I. Substantive International Law - First Part
4.3. International Organisations
4.3.1. General Questions

¤ Legality of the Use by a State
of Nuclear Weapons in Armed
Conflict (Request by WHO)
Advisory Opinion of 8 July 1996,
I.C.J. Reports 1996, p. 66

[pp. 74-75] 19. In order to delineate the field of activity or the area of competence of an international organization one must refer to the relevant rules of the organization and, in the first place, to its constitution. From a formal standpoint, the constituent instruments of international organizations are multilateral treaties, to which the well-established rules of treaty interpretation apply. As the Court has said with respect to the Charter:

"On the previous occasions when the Court has had to interpret the Charter of the United Nations, it has followed the principles and rules applicable in general to the interpretation of treaties, since it has recognized that the Charter is a multilateral treaty, albeit a treaty having certain special characteristics." (Certain Expenses of the United Nations (Article 17, paragraph 2, of the Charter), Advisory Opinion, I.C.J. Reports 1962, p. 157.)

But the constituent instruments of international organizations are also treaties of a particular type; their object is to create new subjects of law endowed with a certain autonomy, to which the parties entrust the task of realizing common goals. Such treaties can raise specific problems of interpretation owing, inter alia, to their character which is conventional and at the same time institutional; the very nature of the organization created, the objectives which have been assigned to it by its founders, the imperatives associated with the effective performance of its functions, as well as its own practice, are all elements which may deserve special attention when the time comes to interpret these constituent treaties.

- What this exercise asks -
(A) According to the advisory opinion excerpt, what are the constituent instruments of international organizations from a formal standpoint?
(B) Set down the advisory opinion excerpt word for word, beginning at the words "I. Substantive International" and stopping after the words "(Request by WHO)".
(C) Extend the advisory opinion excerpt on interpreting the constituent treaties of international organizations, picking up after its final sentence.
The items that follow come from a separate source unrelated to the advisory opinion excerpt.

- Data rows -
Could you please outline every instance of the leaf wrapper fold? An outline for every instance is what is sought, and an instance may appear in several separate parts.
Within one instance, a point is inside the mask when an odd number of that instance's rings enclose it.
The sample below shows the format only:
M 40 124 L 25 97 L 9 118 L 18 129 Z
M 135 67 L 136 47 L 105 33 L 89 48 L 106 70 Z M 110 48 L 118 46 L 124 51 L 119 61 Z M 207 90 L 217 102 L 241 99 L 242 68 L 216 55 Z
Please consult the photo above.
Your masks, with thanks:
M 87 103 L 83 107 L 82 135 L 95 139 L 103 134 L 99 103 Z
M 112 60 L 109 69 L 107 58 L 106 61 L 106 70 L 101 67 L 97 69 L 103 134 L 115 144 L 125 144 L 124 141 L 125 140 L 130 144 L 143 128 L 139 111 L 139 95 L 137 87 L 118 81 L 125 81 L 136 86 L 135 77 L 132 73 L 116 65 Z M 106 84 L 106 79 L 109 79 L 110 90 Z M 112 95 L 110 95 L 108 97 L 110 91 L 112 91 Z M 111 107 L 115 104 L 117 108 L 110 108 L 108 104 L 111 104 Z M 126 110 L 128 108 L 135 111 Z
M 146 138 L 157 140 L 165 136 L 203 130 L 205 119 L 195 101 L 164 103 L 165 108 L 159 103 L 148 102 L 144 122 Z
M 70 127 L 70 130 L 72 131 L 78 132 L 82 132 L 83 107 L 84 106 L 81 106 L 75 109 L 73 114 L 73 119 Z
--
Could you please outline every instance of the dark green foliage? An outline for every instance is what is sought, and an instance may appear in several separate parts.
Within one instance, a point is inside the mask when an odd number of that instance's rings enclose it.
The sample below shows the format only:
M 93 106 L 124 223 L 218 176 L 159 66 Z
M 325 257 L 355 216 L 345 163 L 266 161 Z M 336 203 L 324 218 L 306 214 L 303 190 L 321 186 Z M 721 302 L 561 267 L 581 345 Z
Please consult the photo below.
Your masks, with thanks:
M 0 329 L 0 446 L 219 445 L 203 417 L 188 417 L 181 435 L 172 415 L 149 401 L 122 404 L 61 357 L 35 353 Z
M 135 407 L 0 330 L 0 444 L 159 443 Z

- Answers to the tasks -
(A) They are multilateral treaties.

(B)
I. Substantive International Law - First Part
4.3. International Organisations
4.3.1. General Questions

¤ Legality of the Use by a State
of Nuclear Weapons in Armed
Conflict (Request by WHO)

(C)
According to the customary rule of interpretation as expressed in Article 31 of the 1969 Vienna Convention on the Law of Treaties, the terms of a treaty must be interpreted "in their context and in the light of its object and purpose" and there shall be

"taken into account, together with the context:


(b) any subsequent practice in the application of the treaty which establishes the agreement of the parties regarding its interpretation".

The Court has had occasion to apply this rule of interpretation several times (see Arbitral Award of 31 July 1989 (Guinea-Bissau v. Senegal), Judgment, I.C.J. Reports 1991, pp. 69-70, para. 48; Land, Island and Maritime Frontier Dispute (El Salvador/Honduras: Nicaragua intervening), Judgment, I.C.J Reports 1992, pp. 582-583, para. 373, and p. 586, para. 380; Territorial Dispute (Libyan Arab Jamahiriya/Chad) Judgment, I.C.J. Reports 1994, pp. 21-22, para. 41; Maritime Delimitation and Territorial Questions between Qatar and Bahrain (Qatar v. Bahrain), Jurisdiction and Admissibility, Judgment, I.C.J. Reports 1995, p. 18, para. 33); it will also apply it in this case for the purpose of determining whether, according to the WHO Constitution, the question to which it has been asked to reply arises "within the scope of [the] activities'' of that Organization.

[pp. 82-83] 29. Other arguments have nevertheless been put forward in the proceedings to found the jurisdiction of the Court in the present case.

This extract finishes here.